++++ DATA SUPPLIED ++++

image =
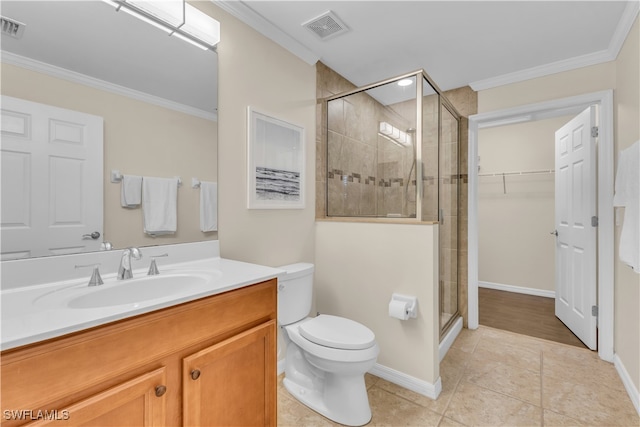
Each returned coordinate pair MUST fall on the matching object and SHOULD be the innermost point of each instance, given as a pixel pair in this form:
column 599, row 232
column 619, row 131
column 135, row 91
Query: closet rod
column 534, row 172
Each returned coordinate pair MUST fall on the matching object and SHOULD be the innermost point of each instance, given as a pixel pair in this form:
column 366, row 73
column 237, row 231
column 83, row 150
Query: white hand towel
column 160, row 205
column 131, row 191
column 208, row 206
column 627, row 194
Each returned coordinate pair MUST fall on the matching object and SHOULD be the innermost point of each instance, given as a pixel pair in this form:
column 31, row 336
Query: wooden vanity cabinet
column 206, row 362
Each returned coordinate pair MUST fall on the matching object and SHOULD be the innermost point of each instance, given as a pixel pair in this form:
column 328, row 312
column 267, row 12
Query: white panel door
column 575, row 185
column 51, row 180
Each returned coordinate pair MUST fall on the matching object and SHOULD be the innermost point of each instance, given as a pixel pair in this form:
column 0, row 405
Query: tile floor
column 497, row 378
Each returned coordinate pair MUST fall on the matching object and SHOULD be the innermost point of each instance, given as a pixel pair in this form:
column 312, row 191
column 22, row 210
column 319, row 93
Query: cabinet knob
column 160, row 390
column 195, row 374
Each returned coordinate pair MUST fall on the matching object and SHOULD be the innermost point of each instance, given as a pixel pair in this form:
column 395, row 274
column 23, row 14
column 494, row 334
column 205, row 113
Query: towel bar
column 116, row 177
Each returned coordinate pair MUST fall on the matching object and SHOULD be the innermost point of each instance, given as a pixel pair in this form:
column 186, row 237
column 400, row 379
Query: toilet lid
column 337, row 332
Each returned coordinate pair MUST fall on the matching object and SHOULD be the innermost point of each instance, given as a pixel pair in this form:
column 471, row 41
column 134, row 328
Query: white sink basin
column 134, row 291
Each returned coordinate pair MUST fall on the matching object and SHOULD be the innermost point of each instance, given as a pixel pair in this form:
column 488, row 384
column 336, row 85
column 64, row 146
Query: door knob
column 160, row 390
column 195, row 374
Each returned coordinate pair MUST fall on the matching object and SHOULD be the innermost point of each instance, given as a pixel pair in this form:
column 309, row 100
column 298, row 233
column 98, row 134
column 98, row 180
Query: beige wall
column 515, row 215
column 139, row 139
column 627, row 283
column 356, row 278
column 622, row 76
column 254, row 71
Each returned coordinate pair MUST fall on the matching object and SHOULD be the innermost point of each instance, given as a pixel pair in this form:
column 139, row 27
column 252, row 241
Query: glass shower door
column 448, row 216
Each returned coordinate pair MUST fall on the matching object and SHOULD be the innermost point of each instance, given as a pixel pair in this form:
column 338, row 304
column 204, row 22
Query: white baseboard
column 447, row 340
column 517, row 289
column 424, row 388
column 628, row 382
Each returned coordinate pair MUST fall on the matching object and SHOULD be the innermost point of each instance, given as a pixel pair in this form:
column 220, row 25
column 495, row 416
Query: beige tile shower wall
column 465, row 100
column 139, row 139
column 368, row 174
column 515, row 216
column 359, row 266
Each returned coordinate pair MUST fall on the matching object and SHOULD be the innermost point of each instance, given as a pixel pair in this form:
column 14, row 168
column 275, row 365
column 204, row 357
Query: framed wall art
column 275, row 163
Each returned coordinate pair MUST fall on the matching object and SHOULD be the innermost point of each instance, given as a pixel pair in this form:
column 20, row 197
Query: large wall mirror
column 156, row 95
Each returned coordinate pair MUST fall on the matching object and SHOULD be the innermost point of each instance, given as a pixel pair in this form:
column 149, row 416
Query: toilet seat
column 337, row 332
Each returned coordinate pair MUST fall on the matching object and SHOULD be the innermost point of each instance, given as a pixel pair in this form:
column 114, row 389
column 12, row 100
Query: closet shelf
column 532, row 172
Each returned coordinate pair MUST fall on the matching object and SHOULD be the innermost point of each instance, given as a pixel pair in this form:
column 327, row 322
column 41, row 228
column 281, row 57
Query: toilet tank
column 295, row 292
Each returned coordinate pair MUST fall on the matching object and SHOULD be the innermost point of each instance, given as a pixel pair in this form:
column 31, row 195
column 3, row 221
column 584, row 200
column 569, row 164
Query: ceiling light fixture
column 175, row 17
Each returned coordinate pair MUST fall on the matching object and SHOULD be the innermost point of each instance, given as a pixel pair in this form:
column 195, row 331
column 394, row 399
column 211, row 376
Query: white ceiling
column 458, row 43
column 91, row 38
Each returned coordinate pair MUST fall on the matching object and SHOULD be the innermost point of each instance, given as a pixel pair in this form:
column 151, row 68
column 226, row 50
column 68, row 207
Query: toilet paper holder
column 410, row 301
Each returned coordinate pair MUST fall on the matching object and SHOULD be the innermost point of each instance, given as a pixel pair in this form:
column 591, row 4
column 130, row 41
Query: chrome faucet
column 125, row 271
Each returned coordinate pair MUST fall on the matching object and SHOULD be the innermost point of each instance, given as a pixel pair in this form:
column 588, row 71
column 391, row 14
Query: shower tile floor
column 492, row 377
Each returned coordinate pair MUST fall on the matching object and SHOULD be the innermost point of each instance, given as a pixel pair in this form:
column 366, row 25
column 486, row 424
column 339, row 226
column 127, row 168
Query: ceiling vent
column 326, row 26
column 11, row 27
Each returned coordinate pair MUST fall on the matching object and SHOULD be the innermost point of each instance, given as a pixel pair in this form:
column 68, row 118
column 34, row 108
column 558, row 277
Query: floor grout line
column 541, row 388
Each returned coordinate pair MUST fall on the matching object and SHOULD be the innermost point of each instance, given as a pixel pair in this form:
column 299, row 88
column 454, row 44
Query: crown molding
column 83, row 79
column 256, row 21
column 610, row 54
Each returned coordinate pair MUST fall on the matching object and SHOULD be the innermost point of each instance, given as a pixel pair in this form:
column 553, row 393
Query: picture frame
column 275, row 163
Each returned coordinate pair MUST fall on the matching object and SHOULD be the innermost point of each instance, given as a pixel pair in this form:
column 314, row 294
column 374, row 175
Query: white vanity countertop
column 36, row 313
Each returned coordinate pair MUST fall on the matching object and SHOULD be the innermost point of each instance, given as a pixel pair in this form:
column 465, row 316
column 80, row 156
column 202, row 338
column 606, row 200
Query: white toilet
column 327, row 356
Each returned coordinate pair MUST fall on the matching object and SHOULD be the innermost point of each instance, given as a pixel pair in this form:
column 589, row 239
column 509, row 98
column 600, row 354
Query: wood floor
column 523, row 314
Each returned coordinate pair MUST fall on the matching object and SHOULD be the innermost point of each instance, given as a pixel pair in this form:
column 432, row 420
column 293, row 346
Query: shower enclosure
column 392, row 152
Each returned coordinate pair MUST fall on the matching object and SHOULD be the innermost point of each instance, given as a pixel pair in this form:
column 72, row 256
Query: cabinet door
column 137, row 402
column 233, row 383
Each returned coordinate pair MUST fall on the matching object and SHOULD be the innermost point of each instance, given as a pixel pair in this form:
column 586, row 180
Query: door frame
column 605, row 167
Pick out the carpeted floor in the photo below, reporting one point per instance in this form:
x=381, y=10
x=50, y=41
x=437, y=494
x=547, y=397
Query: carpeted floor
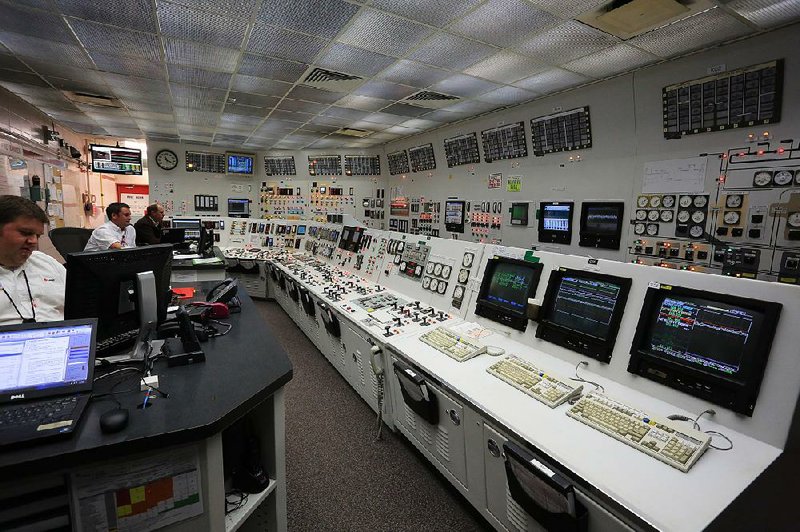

++++

• ACTION ITEM:
The full text of the data above, exact and without pictures, is what to return.

• TASK RESPONSE:
image =
Each returned coordinate pair MUST fall on the matching object and SHOULD be the innermost point of each instance, given as a pixel pair in this form:
column 599, row 232
column 619, row 131
column 135, row 91
Query: closet rod
column 534, row 172
Each returned coordinate pair MUST fall on the matching object and SHOULD be the innermost point of each instance, given as a pixel pair in this form:
column 366, row 73
column 237, row 231
column 83, row 150
Query: white hand towel
column 160, row 205
column 131, row 191
column 208, row 206
column 627, row 194
Each returned coordinate pair MUST fall on the matching object and SHOULD be the innermost point of each instance, given as a pixel pair in this form:
column 31, row 336
Query: wooden vanity cabinet
column 206, row 362
Each returned coordinate pair MUST fall on the matching object and SHOULD be the innermost point of each instance, given as a pixel pair in this form:
column 328, row 312
column 267, row 12
Query: white panel door
column 575, row 185
column 51, row 180
Each returned coordinate pair MUST fall on the matching object and SHOULD be the innermost point of each instance, given as a pixel pair in this form:
column 0, row 405
Query: tile floor
column 497, row 378
Each returned coordinate pair MUST fall on the matching object and SHOULD be the innermost point of each instance, given as a pixel pair in this form:
column 312, row 191
column 22, row 210
column 319, row 93
Query: cabinet knob
column 160, row 390
column 195, row 374
Each returned coordinate pair MUST fall on the matching object and SHOULD be the innermost point of each instance, given as a pixel pair in this form:
column 395, row 274
column 23, row 14
column 494, row 334
column 205, row 113
Query: towel bar
column 116, row 177
Each returned coordinate pair MUST fall on the matching object and SHOULD be the innermost point of each instance, given as a pixel pair in this form:
column 186, row 237
column 400, row 379
Query: toilet lid
column 337, row 332
Each returned coordinate pair MUST fall on the matching object and SHOULD be the innermost point of each instance, given as a pixel pair in this form:
column 471, row 41
column 134, row 328
Query: white sink basin
column 134, row 291
Each returned coordinate pair MUST fall on the matching object and SHOULD be the innermost point of each instance, given as a pixel pair in this form:
column 488, row 384
column 336, row 85
column 64, row 146
Query: door knob
column 160, row 390
column 195, row 374
Each returned coordinate pair MUST fall on the matching object and SHOULD be the innermost point of each instance, given as a pixel pair in this form:
column 309, row 100
column 298, row 233
column 98, row 134
column 98, row 180
Query: beige wall
column 515, row 215
column 139, row 139
column 627, row 283
column 356, row 278
column 622, row 76
column 254, row 71
Each returned coordinate pair MUST fall on the matching object and SHOULD be the innermost point of each instance, given as a pixel pair in this form:
column 139, row 27
column 252, row 241
Query: glass shower door
column 448, row 216
Each returned coordinate pair MUST fall on the matching object and SHOULD be the innermost point of each instance, given as a pixel pair in this form:
column 338, row 304
column 204, row 22
Query: white baseboard
column 447, row 340
column 517, row 289
column 424, row 388
column 628, row 382
Each returned coordinate pair MUST fall on the matching object and SHOULD be the innermost point of each instance, given as a pixel pair in this form:
column 220, row 25
column 495, row 416
Query: beige tile shower wall
column 465, row 100
column 139, row 139
column 368, row 174
column 515, row 216
column 359, row 266
Each returned coordinate pair MUST fall on the matching object and SHOULD be the innermost point of each instance, given as a pixel pair in this form:
column 14, row 168
column 275, row 365
column 204, row 357
Query: framed wall art
column 275, row 163
Each returned coordinate pair MUST fall on the matching object and SHOULD be the innermost point of each instance, given as a pixel pair in this form:
column 20, row 197
Query: large wall mirror
column 156, row 95
Each returned coordinate pair MUST fall on the matching object and SHOULD be the innermost point of each instance, given as a pixel pair in this form:
column 149, row 416
Query: toilet seat
column 337, row 332
Each returned coordinate pair MUST fall on the matching object and SHOULD be the innermost point of each instance, given as a pixel pair in this form:
column 114, row 389
column 12, row 100
Query: closet shelf
column 532, row 172
Each returned coordinate pair MUST fall on the matching object and SHOULD be the innermost point of each instance, given as a pixel pair in this form:
column 327, row 322
column 41, row 228
column 281, row 57
Query: toilet tank
column 295, row 292
Each returned coordinate pair MUST fall on the matching object and SHOULD be the innermost point of each instance, given as a pixel pair in this form:
column 31, row 195
column 3, row 221
column 584, row 200
column 569, row 164
Query: ceiling light fixture
column 175, row 17
Each returned coordinate pair MUST fall on the matching object and SHOULD be the innermost point of each instance, given as a pixel pair in this form:
column 195, row 331
column 394, row 399
column 211, row 376
Query: white ceiling
column 458, row 43
column 91, row 38
Each returned coordinate pair MUST fall on the matching object and SHOULD be the innermost point of each instance, given as a pixel pair in this form:
column 151, row 68
column 226, row 50
column 68, row 207
Query: toilet paper holder
column 410, row 301
Each returned coordinate pair MUST fall on the matching object and SHOULD be the innermost point of each instance, given as a pixel pair in this form:
column 591, row 4
column 130, row 41
Query: chrome faucet
column 125, row 271
Each returned coordinate pair MUST fall on the matching object and SHOULD be the innermost point of each instance, given as a pixel pair in this form:
column 588, row 71
column 391, row 14
Query: shower tile floor
column 492, row 377
Each returned coordinate pair MUST fall on the matching object and SHOULD be the innermost point of each instance, given as a pixel pair in this form:
column 366, row 25
column 486, row 424
column 339, row 226
column 127, row 168
Query: ceiling vent
column 326, row 26
column 11, row 27
Each returned coordinate pair MUST fall on the matching object and SHOULD be the innermost point of each instance, given as a pixel pair in this form:
column 68, row 118
column 34, row 108
column 558, row 277
Query: floor grout line
column 541, row 388
Each returned coordinate pair MUST fall on the matching object and SHOULD be the innermost point of each instance, given as a pixel pair in this form:
column 299, row 88
column 454, row 44
Query: crown molding
column 83, row 79
column 256, row 21
column 610, row 54
Each returned coordinate pair MUST fall on the matching object and SHOULD be the innermost point of each instance, given as a pixel pair in this form:
column 553, row 393
Query: picture frame
column 275, row 163
Each returned coordinate pair MUST fall on the matching object and SHOULD be the innermost point of each instance, given as a pixel pair in this form:
column 314, row 294
column 374, row 175
Query: white vanity countertop
column 36, row 313
Each returned coordinate pair MUST fall on the matching object and SHOULD be the innermost point of each instance, given as a pixel pair in this form:
column 465, row 316
column 80, row 156
column 202, row 338
column 606, row 200
Query: white toilet
column 327, row 356
Each returned coordinate pair MUST fall on the matching object and SHOULD be the innermost point of each instance, given as a pixel pair in this form:
column 589, row 239
column 509, row 98
column 600, row 354
Query: wood floor
column 523, row 314
Each returned coordinate pair MUST fall on the matching object and SHOULD be the innermost point of each instance, given as a pixel pair in this form:
column 432, row 420
column 293, row 346
Query: shower enclosure
column 392, row 152
Each returned coordinate pair MUST fall on the matching object and SHOULD be the innermost point of each instance, given as a pixel pair in this form:
column 72, row 256
Query: cabinet door
column 137, row 402
column 233, row 383
Each returned coordinate pair MUST fall on the matching object and SHOULD be the innermost point of each instance, given as a pixel pair in this form:
column 586, row 180
Query: door frame
column 605, row 167
Pick out the carpeted floor in the photo below, reporting one point per instance in this form:
x=381, y=10
x=50, y=41
x=437, y=494
x=547, y=397
Query: carpeted floor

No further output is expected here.